PROVIDED DATA:
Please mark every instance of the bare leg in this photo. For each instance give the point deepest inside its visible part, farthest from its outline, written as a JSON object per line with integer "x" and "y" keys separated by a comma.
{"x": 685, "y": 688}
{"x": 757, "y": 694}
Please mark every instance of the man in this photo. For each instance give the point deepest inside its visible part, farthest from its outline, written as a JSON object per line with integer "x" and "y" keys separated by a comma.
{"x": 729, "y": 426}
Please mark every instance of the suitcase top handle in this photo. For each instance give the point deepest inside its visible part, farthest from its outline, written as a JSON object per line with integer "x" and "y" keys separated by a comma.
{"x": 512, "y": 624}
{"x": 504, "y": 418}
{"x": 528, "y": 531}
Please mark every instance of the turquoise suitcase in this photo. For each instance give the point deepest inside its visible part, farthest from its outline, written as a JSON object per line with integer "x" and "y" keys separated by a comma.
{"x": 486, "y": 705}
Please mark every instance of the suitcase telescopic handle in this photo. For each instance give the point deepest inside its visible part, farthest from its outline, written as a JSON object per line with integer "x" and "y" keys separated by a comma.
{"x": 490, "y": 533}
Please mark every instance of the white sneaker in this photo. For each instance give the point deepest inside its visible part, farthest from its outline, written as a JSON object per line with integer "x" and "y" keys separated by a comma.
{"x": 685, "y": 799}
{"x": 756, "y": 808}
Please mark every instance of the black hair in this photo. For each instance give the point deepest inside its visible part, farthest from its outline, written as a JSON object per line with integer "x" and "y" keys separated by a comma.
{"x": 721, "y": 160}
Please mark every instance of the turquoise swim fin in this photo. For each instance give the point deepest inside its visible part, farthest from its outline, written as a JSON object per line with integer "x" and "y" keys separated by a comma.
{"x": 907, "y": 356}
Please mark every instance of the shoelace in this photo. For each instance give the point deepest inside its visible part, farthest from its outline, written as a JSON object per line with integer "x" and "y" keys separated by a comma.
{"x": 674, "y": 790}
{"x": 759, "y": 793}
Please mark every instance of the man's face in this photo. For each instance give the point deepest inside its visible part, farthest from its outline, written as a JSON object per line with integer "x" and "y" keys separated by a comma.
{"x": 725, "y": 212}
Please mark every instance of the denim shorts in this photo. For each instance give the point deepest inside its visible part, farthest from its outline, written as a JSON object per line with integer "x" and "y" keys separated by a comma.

PROMPT:
Copy out the material above in its entirety. Every detail must match.

RESULT:
Please mark every instance of the bare leg in this photo. For each instance give the point deepest inside its visible part, farthest from its outline, written as a JSON object per line with integer "x" and "y" keys separated by a comma.
{"x": 685, "y": 688}
{"x": 757, "y": 694}
Please mark every instance of the man in this photo. For each instance give the point deepest inside its visible part, farthest from its outline, written as a JSON object per line with integer "x" and "y" keys separated by a comma.
{"x": 729, "y": 426}
Please mark every instance of the suitcase top handle in this photo. For each instance give the point deepest inside its visible part, farthest from its outline, written as a JSON object per line with integer "x" and "y" keys separated by a comma.
{"x": 512, "y": 624}
{"x": 504, "y": 418}
{"x": 528, "y": 531}
Please mark every instance of the turquoise suitcase in this photo. For each instance give the point deepest inside its visible part, farthest from its outline, written as a JSON object per line with integer "x" and "y" keys separated by a comma.
{"x": 486, "y": 705}
Please mark every instance of the suitcase telescopic handle in this photo. For each instance give the point deepest inside its visible part, farthest from its outline, written as a JSON object per line with integer "x" and "y" keys separated by a comma.
{"x": 490, "y": 533}
Please mark every instance of the white sneaker in this photo. For each instance give the point deepest inside its visible part, farthest from its outline, written as a JSON object per line with integer "x" and "y" keys separated by a comma.
{"x": 685, "y": 799}
{"x": 756, "y": 808}
Please mark every instance of the black hair in this photo. For each instance give the point deepest inside its visible part, farthest from its outline, written as a JSON object per line with integer "x" and "y" keys separated by a comma.
{"x": 721, "y": 160}
Please mark every instance of the turquoise swim fin in this photo. For each instance give the point deepest inside its visible part, farthest from its outline, written as a JSON object per line with integer "x" and "y" keys separated by a comma.
{"x": 907, "y": 356}
Please mark every instance of the shoelace in this photo. For each instance give the point deepest inside its visible part, farthest from its outline, written as a JSON object per line with integer "x" and "y" keys separated by a comma.
{"x": 674, "y": 790}
{"x": 759, "y": 793}
Please mark every instance of the man's face in this photo. For each instance give the point deepest inside its visible part, farthest from its outline, written as a JSON object per line with integer "x" and "y" keys separated by a comma.
{"x": 725, "y": 212}
Please mark every instance of the denim shorts in this photo. For each instance give the point deepest inside its visible part, farthest from its outline, written as a JSON object per line with integer "x" and "y" keys separated by a comma.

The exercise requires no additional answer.